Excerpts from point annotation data
——————————
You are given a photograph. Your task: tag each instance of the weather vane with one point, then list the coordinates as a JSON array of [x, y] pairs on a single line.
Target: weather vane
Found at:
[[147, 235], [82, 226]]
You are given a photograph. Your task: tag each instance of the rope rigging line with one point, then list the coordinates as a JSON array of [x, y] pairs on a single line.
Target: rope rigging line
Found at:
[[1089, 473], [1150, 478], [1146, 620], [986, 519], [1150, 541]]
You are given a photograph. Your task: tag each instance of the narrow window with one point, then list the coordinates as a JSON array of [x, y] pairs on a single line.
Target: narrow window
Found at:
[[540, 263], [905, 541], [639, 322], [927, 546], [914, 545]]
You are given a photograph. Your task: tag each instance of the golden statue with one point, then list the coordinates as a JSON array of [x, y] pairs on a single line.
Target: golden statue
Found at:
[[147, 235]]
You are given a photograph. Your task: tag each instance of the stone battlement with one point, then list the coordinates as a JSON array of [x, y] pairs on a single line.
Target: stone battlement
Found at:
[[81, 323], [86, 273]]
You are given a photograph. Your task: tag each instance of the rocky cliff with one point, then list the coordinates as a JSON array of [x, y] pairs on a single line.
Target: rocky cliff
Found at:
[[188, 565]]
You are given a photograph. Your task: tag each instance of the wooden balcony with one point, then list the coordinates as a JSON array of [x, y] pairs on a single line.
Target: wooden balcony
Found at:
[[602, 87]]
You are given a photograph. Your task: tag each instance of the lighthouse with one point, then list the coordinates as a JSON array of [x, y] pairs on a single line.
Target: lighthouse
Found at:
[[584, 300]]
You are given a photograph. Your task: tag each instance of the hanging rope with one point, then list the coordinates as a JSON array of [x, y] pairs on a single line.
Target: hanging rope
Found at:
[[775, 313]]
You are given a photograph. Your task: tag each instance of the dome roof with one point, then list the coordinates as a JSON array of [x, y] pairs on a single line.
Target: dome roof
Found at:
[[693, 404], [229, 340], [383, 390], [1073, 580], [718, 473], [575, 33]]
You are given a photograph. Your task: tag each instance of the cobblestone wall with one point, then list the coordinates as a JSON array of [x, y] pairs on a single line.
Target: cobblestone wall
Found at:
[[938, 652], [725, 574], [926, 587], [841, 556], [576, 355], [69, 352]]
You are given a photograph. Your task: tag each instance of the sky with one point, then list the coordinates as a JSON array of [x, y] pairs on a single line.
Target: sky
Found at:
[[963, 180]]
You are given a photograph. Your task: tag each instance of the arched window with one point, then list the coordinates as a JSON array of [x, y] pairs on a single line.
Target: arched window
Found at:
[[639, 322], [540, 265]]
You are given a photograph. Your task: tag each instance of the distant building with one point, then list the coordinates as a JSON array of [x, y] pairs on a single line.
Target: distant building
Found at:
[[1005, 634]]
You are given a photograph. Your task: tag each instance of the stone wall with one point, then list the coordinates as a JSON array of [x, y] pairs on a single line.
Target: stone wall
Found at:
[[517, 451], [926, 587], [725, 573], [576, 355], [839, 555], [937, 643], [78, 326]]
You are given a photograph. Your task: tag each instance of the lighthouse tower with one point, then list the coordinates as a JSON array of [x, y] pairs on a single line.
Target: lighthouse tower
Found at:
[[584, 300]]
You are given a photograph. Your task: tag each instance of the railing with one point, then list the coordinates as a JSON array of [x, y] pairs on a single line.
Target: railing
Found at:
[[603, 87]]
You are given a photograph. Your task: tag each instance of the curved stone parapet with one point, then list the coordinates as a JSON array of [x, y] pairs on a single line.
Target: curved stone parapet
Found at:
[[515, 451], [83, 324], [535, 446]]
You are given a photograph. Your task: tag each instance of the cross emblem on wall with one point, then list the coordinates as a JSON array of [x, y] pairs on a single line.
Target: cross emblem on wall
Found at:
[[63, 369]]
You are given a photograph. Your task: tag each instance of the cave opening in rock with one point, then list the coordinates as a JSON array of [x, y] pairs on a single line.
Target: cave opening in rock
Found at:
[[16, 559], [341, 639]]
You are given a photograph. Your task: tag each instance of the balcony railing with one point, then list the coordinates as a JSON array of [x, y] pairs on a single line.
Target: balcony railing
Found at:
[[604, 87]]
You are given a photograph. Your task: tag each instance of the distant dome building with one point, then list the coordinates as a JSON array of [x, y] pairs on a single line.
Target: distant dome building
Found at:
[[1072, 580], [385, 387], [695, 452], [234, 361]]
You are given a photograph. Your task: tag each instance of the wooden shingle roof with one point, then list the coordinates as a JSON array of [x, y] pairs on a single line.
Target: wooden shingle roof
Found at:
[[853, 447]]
——————————
* Directive:
Reproduce the data above word for word, keeping every line in its original order.

* Response below:
You are given a photograph. Your task: tag each instance of the weather vane with one point, then list the coordinates as a JSON array of [x, y] pairs on a single line.
Target: weather vane
Found at:
[[147, 235], [82, 226]]
You are given a photograph. Your task: tag each instance of the rope rigging line with one point, then list the coordinates as a JSON array of [x, y] pairs on a single line.
Target: rope rigging line
Found at:
[[1089, 473], [1150, 478], [1146, 620], [986, 519], [1150, 541]]
You are given a photograph. Your task: tag each instance of the narrow window with one point, then list the coordinates as a JSON array of [x, y] pairs on a single line.
Target: narrow window
Found at:
[[540, 263], [905, 541], [639, 322], [927, 546], [914, 545]]
You are given a photograph. Your task: tag each instance of the golden statue with one point, then list the coordinates as a JSON array of [x, y] pairs on a single line.
Target: golden statue
Found at:
[[147, 235]]
You are given a photograph. Your task: tag each instance of the stone battlement with one point, then list the coordinates as a JSON array of [x, y] pairs on a single line.
Target: stone battlement
Found at:
[[81, 323], [86, 273]]
You are given a photograph. Your task: tag each instance of the rocky cliff with one point, then list the coordinates as a JSON array of [x, y] pairs on a single line.
Target: rocky cliff
Found at:
[[188, 565]]
You are given a photograph. Your task: tag each instance of the wooden balcony with one point, then list the coordinates as a JSON array of [x, y] pairs on a single line.
Target: wooden balcony
Found at:
[[602, 87]]
You are given a photograph. Your task: tag each instance of the lighthouse with one point, then list the coordinates as a JSON array of [x, y] pairs on a single line.
Target: lighthouse
Found at:
[[584, 300]]
You are given a photograph. Your task: tag each instance of the hanging rope with one point, then list the coordinates as a JSON array of [x, y] pairs on a single line.
Target: hanging rope
Found at:
[[775, 313]]
You are given a photograph. Your task: tag each instance of the dome roof with one point, then list the coordinates as a JSON array of [x, y] pairs on a single line.
Target: dome roof
Found at:
[[693, 404], [229, 340], [383, 390], [1073, 580], [718, 473], [575, 33]]
You are given a photograph. Your task: tag each instance of the cobblestone wall with one point, then list the coordinates as a JSON array of [x, y] pairs on a single line.
Target: cobblestone wall
Found at:
[[938, 652], [725, 574], [926, 587], [841, 556], [576, 355], [69, 352]]
You are given a photograph. Your task: tag each instance of the sky with one point, then list the coordinates as a JSON array of [x, y] pairs on a single line.
Target: sky
Found at:
[[963, 180]]
You are given a photograph. Your task: tag each instance of the arched window with one point, then list the coordinates as a JSON array of [x, y] pairs on a single line.
Target: arched window
Found at:
[[639, 322], [540, 265]]
You are given a photograph. Your task: tag each instance of the distant building with one point, then list the coordinates as a JSON array of [x, y] pairs on a single line.
Target: distant building
Found at:
[[1005, 634]]
You are given a photograph. Your task: tag each instance of the stone wall with one point, then list the coordinates as a JSON array of [x, y] pairs on a single line.
Target: stone wall
Found at:
[[517, 451], [926, 587], [725, 573], [576, 355], [839, 555], [937, 643], [78, 326]]
You are given a photograph. Your task: tag each instance of the lighthouse tower with one point, then list the coordinates as a JSON array of [x, y] pairs on a single line.
Target: lighthouse tower
Found at:
[[584, 300]]
You are given a photograph. Your task: tag each instance of the railing with one point, then list the coordinates as a JSON array of [x, y] pairs on a single line.
Target: railing
Found at:
[[603, 87]]
You are given a photograph. Your task: tag each instance of the curved stone parapet with one point, then list the coordinates as a JSON array of [x, y] pairs on a single line.
Target: curved stone parapet
Found at:
[[515, 451], [83, 324], [535, 446]]
You are given a photograph. Your task: tag each instance of the cross emblem on wall with one point, then list the coordinates as a JSON array of [x, y] pairs on a single line.
Target: cross emblem on wall
Found at:
[[63, 369]]
You are given a photograph. Your task: tag each instance of the cave opening in rock with one point, then list the coordinates as a JSON array of [x, y] pairs on a single line.
Target: cave opening in rock
Found at:
[[16, 559], [341, 639]]
You are given a photograph. Your task: tag each instance of the balcony railing with one point, then list the coordinates as a JSON array of [x, y] pairs on a single line.
Target: balcony railing
Found at:
[[604, 87]]
You are given a photograph. Your task: tag each instance of the distant dome building with one point, then list the coordinates as a JSON array of [x, y] pairs on a single line.
Target: distant dome building
Found at:
[[1072, 580], [385, 387], [695, 452], [234, 361]]
You are given a photograph. Your task: tag each instance of the wooden shingle roof with one point, then list the coordinates as a JSON array of [x, y] pairs on a single line.
Target: wooden shingle roof
Found at:
[[853, 447]]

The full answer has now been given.